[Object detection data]

+++

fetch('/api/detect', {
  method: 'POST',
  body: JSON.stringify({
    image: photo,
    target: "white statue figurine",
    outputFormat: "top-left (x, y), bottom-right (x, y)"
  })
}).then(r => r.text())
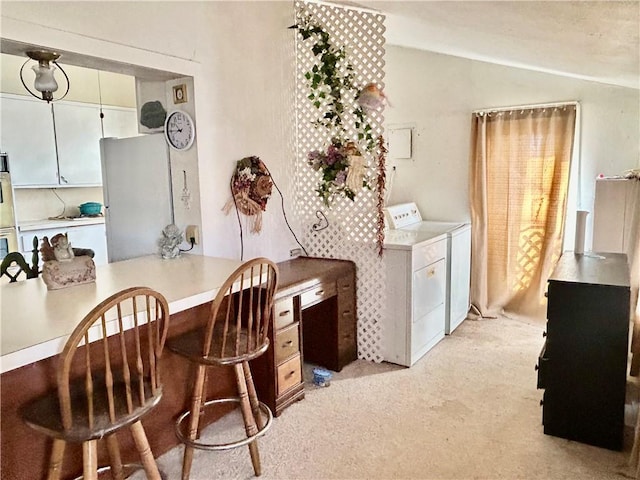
top-left (158, 224), bottom-right (184, 258)
top-left (51, 233), bottom-right (75, 262)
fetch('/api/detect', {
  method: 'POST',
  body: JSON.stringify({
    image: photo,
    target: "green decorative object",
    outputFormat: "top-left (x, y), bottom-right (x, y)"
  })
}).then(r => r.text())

+++

> [Task brief]:
How many lines in the records contain the string "right"? Case matters; reply with the number alone.

> [Result]:
4